(BRIEF): Output every record word for word, minus the pictures.

(GIVEN INFORMATION):
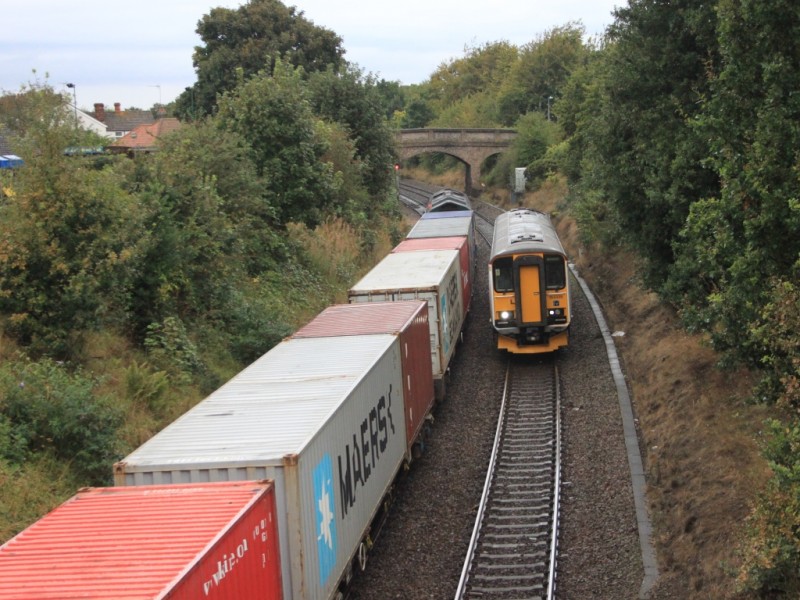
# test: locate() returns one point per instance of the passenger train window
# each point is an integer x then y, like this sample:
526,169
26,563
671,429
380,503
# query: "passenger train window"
555,276
503,275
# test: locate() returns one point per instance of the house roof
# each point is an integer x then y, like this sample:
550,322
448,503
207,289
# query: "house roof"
121,120
145,137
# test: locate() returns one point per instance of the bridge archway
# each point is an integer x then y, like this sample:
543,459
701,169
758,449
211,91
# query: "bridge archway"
470,146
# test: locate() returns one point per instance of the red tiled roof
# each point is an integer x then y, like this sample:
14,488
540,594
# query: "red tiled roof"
145,137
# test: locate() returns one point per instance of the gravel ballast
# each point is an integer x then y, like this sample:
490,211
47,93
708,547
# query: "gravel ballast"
421,549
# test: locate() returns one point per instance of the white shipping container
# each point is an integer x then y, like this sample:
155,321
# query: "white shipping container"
432,275
323,418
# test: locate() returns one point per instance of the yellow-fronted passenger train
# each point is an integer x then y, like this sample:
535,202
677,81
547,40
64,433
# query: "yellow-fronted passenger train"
528,284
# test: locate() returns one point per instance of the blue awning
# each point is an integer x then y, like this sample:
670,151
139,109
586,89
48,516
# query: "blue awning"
9,161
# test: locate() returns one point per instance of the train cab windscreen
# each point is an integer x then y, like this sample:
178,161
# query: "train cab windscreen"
504,274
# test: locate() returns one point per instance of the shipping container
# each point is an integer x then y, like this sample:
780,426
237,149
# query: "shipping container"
409,321
433,276
323,418
447,243
182,542
460,223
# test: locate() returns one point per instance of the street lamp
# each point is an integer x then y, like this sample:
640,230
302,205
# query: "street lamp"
74,100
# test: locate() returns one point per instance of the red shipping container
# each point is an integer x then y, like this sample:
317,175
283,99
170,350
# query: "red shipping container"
408,319
446,243
184,541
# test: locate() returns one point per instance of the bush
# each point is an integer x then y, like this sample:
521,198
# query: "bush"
52,411
773,552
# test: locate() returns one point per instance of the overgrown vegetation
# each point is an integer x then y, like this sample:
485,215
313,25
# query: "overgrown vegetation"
131,288
677,132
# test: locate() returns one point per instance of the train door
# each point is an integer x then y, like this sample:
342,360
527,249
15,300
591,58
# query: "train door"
530,296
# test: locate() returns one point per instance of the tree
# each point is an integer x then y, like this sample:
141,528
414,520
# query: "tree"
648,165
541,71
273,114
239,43
70,237
356,102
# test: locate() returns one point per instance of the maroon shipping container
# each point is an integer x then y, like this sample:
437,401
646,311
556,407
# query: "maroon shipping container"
446,243
182,542
408,320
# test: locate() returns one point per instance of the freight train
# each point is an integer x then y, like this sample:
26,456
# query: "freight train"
528,284
279,479
446,200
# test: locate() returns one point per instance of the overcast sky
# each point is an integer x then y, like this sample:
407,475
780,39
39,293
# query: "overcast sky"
140,53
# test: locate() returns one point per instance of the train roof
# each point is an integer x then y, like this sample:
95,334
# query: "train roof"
455,226
447,200
524,230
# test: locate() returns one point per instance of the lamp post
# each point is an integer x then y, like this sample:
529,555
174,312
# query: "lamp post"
74,100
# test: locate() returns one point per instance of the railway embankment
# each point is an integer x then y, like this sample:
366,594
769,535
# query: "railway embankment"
697,432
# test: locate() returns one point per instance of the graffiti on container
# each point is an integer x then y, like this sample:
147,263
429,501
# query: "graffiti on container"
369,444
451,312
231,559
225,566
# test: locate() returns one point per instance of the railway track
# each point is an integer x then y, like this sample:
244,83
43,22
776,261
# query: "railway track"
415,194
512,553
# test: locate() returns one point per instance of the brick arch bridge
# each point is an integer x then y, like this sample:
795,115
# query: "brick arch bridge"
470,146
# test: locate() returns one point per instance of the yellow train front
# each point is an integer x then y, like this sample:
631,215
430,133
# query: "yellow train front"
528,284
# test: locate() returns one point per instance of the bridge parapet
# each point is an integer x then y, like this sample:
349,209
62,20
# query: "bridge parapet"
470,146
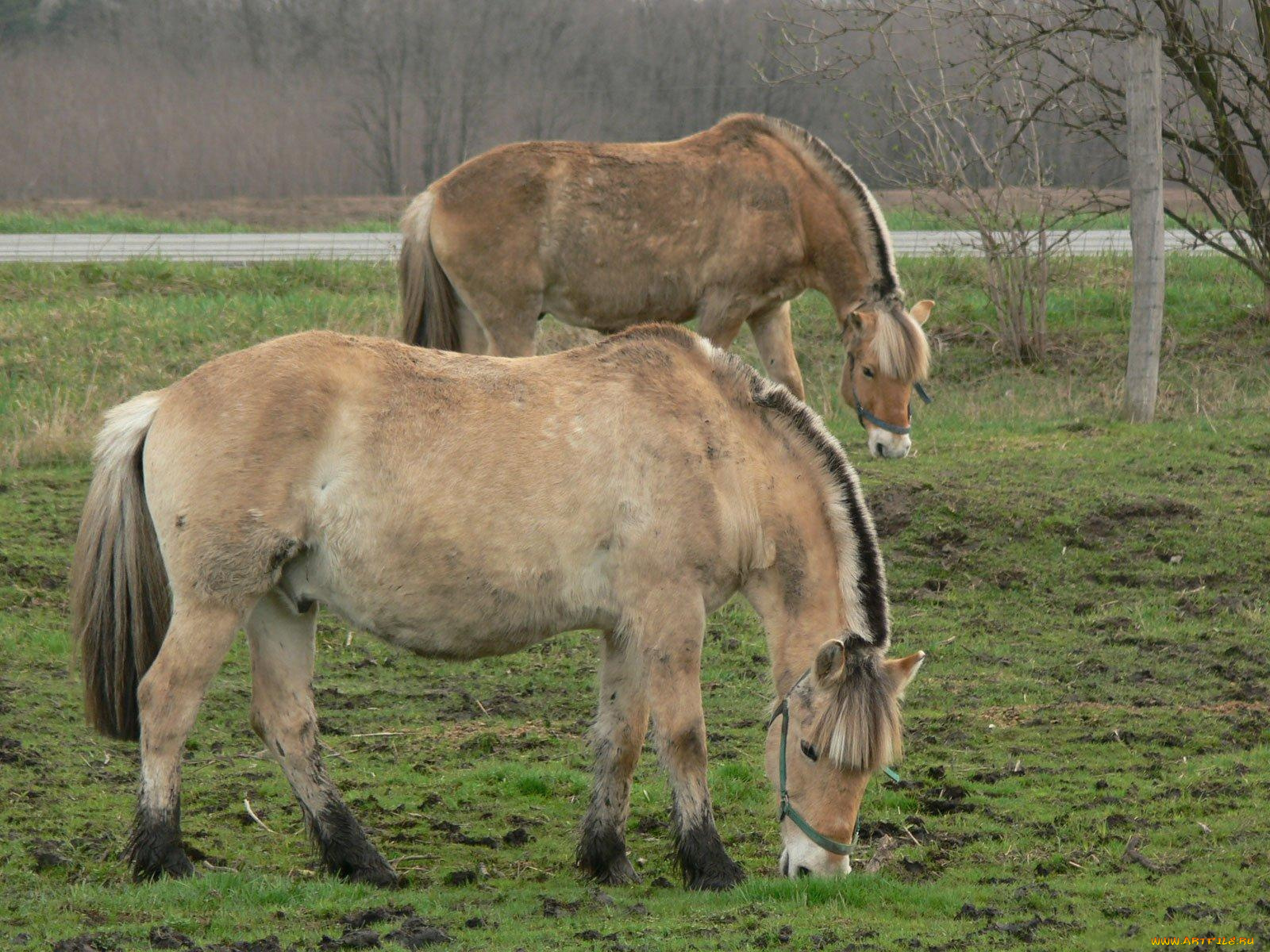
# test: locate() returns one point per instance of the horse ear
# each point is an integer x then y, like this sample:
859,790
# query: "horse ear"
864,321
921,311
902,670
829,663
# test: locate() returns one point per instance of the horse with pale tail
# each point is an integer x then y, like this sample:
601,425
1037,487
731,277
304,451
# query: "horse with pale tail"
463,507
725,226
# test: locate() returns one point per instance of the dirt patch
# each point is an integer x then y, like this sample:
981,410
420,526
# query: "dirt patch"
892,509
1114,518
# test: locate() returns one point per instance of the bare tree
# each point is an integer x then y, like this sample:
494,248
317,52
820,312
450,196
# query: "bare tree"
1216,89
964,139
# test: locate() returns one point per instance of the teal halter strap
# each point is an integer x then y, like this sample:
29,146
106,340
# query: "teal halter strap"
861,414
823,842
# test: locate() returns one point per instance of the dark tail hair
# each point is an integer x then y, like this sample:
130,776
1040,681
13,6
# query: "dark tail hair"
121,602
429,306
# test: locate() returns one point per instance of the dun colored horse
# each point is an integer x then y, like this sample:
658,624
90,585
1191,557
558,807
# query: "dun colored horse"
727,226
465,507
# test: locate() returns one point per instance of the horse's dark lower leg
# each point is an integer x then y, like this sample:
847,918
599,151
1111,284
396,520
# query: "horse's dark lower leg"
283,715
618,736
168,697
675,685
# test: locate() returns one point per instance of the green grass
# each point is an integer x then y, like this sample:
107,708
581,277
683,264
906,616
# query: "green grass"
1092,594
21,222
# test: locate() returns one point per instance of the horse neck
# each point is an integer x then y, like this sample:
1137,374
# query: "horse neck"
841,272
799,597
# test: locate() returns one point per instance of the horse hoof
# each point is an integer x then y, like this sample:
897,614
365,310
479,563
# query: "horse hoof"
717,877
376,875
620,873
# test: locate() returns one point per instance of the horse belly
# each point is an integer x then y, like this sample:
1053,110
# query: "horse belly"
444,605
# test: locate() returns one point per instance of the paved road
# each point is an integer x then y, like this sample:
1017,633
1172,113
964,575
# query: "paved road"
383,245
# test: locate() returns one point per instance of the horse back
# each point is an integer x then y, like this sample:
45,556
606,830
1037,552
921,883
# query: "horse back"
605,232
541,486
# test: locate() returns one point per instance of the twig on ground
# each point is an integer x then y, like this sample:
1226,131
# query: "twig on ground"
260,823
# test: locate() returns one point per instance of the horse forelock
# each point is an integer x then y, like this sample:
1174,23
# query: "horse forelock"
860,727
899,344
876,248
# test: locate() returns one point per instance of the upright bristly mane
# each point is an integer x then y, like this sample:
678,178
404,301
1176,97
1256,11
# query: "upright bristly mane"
860,568
876,244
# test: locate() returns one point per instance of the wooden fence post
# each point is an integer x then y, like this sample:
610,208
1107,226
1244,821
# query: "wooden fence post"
1146,226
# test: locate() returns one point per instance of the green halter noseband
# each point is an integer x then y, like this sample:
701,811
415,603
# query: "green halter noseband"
787,810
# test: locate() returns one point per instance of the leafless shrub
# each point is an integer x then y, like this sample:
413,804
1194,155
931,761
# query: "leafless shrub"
963,137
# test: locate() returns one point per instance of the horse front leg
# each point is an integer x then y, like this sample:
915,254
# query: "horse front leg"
671,639
283,716
774,336
618,739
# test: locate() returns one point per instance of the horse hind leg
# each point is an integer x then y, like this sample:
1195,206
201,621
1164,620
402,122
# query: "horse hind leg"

(SOLVED EXERCISE):
# test: locate() returns one point per instance of the passenger train window
# each point is an integer x then y, like this sample:
526,169
26,563
671,429
380,503
# query: "passenger train window"
555,276
503,275
# test: locate() returns one point per instance of the house roof
# each point is an integer x then y, like this sample:
550,322
448,503
207,289
# query: "house roof"
121,120
145,137
# test: locate() returns one point per instance of the bridge archway
# each point is an integer x then y, like this sample:
543,459
701,169
758,449
211,91
# query: "bridge archway"
470,146
# test: locate() returns one point per instance of the red tiled roof
# each point is an integer x then y, like this sample:
14,488
540,594
# query: "red tiled roof"
145,137
# test: locate() returns one point per instance of the gravel ballast
# each point is an integer x then y, like this sample:
490,211
47,93
708,547
# query: "gravel ballast"
421,549
# test: locate() returns one point per instance of the white shipping container
# each point is an integer x then y, like this sample:
155,321
# query: "white shipping container"
432,275
323,418
# test: locate() returns one point per instance of the yellow-fronted passenger train
# each point is an integer x then y, like this sample:
535,202
677,81
547,40
64,433
# query: "yellow-fronted passenger train"
528,284
# test: locate() returns one point per instance of the blue awning
# each point is an integer x then y, like this sample:
670,151
139,109
586,89
48,516
# query: "blue awning"
9,161
# test: locate() returns one point per instance of the train cab windscreen
# each point is an integer x then y, like this sample:
178,161
# query: "train cab windscreen"
504,274
# test: locate() returns one point per instance of the shipping container
# each point is an integer x then y, like this sample:
780,426
237,149
# query: "shipping container"
409,321
433,276
323,418
447,243
182,542
460,223
# test: locate() returns one point per instance of the street lamp
# each point is an integer x then y, like this sample:
640,230
302,205
# query: "street lamp"
74,100
# test: locate() returns one point per instance of the red shipping container
# each point is an integer x then y, like this sample:
317,175
283,99
170,350
# query: "red shipping container"
408,319
446,243
184,541
# test: locate() returns one point per instance of the bush
# each point is an integer x then y, like this sample:
521,198
# query: "bush"
52,411
773,552
# test: locate() returns one point per instance of the overgrown vegetation
# each point is an integer x then y, like this sample:
485,215
313,25
# query: "overgrown vegetation"
131,288
677,132
# test: locate() returns one point per instance of the train door
# each point is an integer x then y, like this sample:
342,360
527,249
15,300
591,58
# query: "train door"
530,296
# test: locate() returns one point per instance of the tree
# each point is an integer x then y, like this sample:
141,528
414,520
# query: "tree"
648,165
541,71
273,114
239,43
70,237
356,102
# test: locate() returns one point per instance of the maroon shipping container
# each point is an integer x then y, like this sample:
437,401
646,311
556,407
# query: "maroon shipping container"
446,243
182,542
408,320
# test: locate() returns one point per instance of the freight train
# each point is an integer x then y, like this sample:
26,456
# query: "freight train"
528,284
279,479
446,200
# test: locate() returns one point per instance of the overcast sky
# each point is an integer x then y, like this sample:
407,475
780,39
39,293
# query: "overcast sky"
140,53
# test: locate() returns one point per instance of the train roof
# each point is an integer x then y, like this sample:
95,334
# query: "train roof"
455,226
447,200
524,230
# test: locate() returns one point per instance of the lamp post
# each point is an integer x then y, like this sample:
529,555
174,312
# query: "lamp post"
74,100
# test: locate() returns one point per instance of the railway embankment
# each point is an integer x then y, like this sample:
366,594
769,535
# query: "railway embankment"
697,432
# test: locate() returns one point per instance of the graffiti on container
# each point is an integer x then y, like this sample:
147,263
429,501
# query: "graffiti on container"
369,444
451,312
231,559
225,566
# test: locate() returns one point per instance of the railway track
# each point is an integer x then y, like this sample:
244,83
43,22
776,261
# query: "railway track"
415,194
512,553
# test: locate() returns one point per instance of the brick arch bridge
# each point is an integer x then y, like this sample:
795,115
# query: "brick arch bridge"
470,146
# test: locate() returns one point per instance of the yellow train front
# each point is an integer x then y, like this sample:
631,215
430,133
# query: "yellow train front"
528,284
# test: locate() returns one point per instance of the bridge parapet
# each point is an integer x then y, like this sample:
349,209
62,20
# query: "bridge parapet"
470,146
# test: locate() returns one point per instance of the horse ear
# each point is an integer x then y, like this sample:
859,790
# query: "horse ear"
864,321
921,311
902,670
829,663
# test: locate() returns one point per instance of the horse with pale tail
# each point is an integer x then y, like this sample:
601,425
1037,487
731,277
304,451
# query: "horse with pale tail"
463,507
725,226
# test: locate() returns one point per instance of the dirt patch
# each point is an integer x then y, like this sample:
981,410
420,526
# query: "dirt patch"
892,509
1114,518
# test: locate() returns one point per instance of the bare tree
# each point is an integer x then y, like this sample:
494,248
317,52
820,312
450,196
# query: "bare tree"
1216,89
964,139
# test: locate() returns one point per instance of the teal halter strap
# each point is an integer x then y, like this sample:
29,146
106,340
# query: "teal halter strap"
861,414
823,842
# test: locate() returns one point per instance of the dark tail hair
# each point is an integer x then y, like this sample:
130,776
1040,681
13,6
# query: "dark tail hair"
121,602
429,306
# test: locate() returns one point per instance of the dun colored horse
# each point is an integer x then y, like this sample:
658,624
90,585
1191,557
558,807
# query: "dun colored horse"
727,226
465,507
# test: locate() returns one point per instance of the horse's dark lower leg
# each point is an integer x then y, like this sample:
847,918
599,151
1111,284
396,520
# query: "horse's dark lower leg"
283,715
618,736
168,697
675,685
# test: locate() returns one point per instance of the green grass
# each point is an integer x then y, like this sample:
107,708
581,277
683,264
906,616
# query: "green grass"
1092,594
21,222
# test: locate() returns one point per instance of the horse neck
# each point is an integer x then y, like this sample:
1137,374
# query: "horse neck"
841,272
799,597
# test: locate() returns one point per instance of the horse hoof
# each point is an integer x then y, like this sample:
897,614
365,310
479,563
# query: "horse hoof"
717,877
376,875
620,873
# test: locate() returns one point per instance of the horse belly
# each point is an integer x then y, like this sample:
1053,110
# query: "horse belly"
444,605
# test: locate() returns one point per instance of the paved road
# each point is an integer x then y, like this sample:
1017,633
1172,113
964,575
# query: "paved road"
383,245
# test: locate() returns one point per instance of the horse back
# each point is an integer x then y, like this sample:
45,556
606,830
1037,552
921,883
# query: "horse back"
605,232
541,486
# test: locate() returns one point per instance of the twig on ground
# each point is an integer x then y, like this sample:
1226,131
# query: "twig on ground"
260,823
# test: locate() returns one point per instance of the horse forelock
# each point is an integer x then y, like this sample:
1174,23
# query: "horse forelock"
860,727
899,344
876,248
# test: locate() returns one point per instance of the upright bristly mane
# each point is an integer x then y, like this sample:
678,178
404,301
1176,97
1256,11
# query: "upright bristly mane"
860,568
876,244
# test: locate() returns one point per instance of the wooden fence post
# each point is an integer x then y, like this sample:
610,208
1107,226
1244,821
# query: "wooden fence post"
1146,226
# test: locate() returns one point per instance of the green halter noseband
# each point is an integer x then y, like this sample:
701,811
415,603
# query: "green halter noseband"
787,810
# test: locate() returns one point per instance of the leafless shrub
# each point is an integer x then y, like this sample:
413,804
1194,155
931,761
# query: "leafless shrub"
963,137
# test: locate() returns one point per instance of the horse front leg
# each point is an integer x then y, like this sample:
915,254
# query: "horse front leg"
671,639
283,716
774,336
618,739
# test: locate() returns one point per instance of the horse hind leg
# each point is an integer x then y, like this sample:
1195,206
201,621
1164,620
402,122
# query: "horse hind leg"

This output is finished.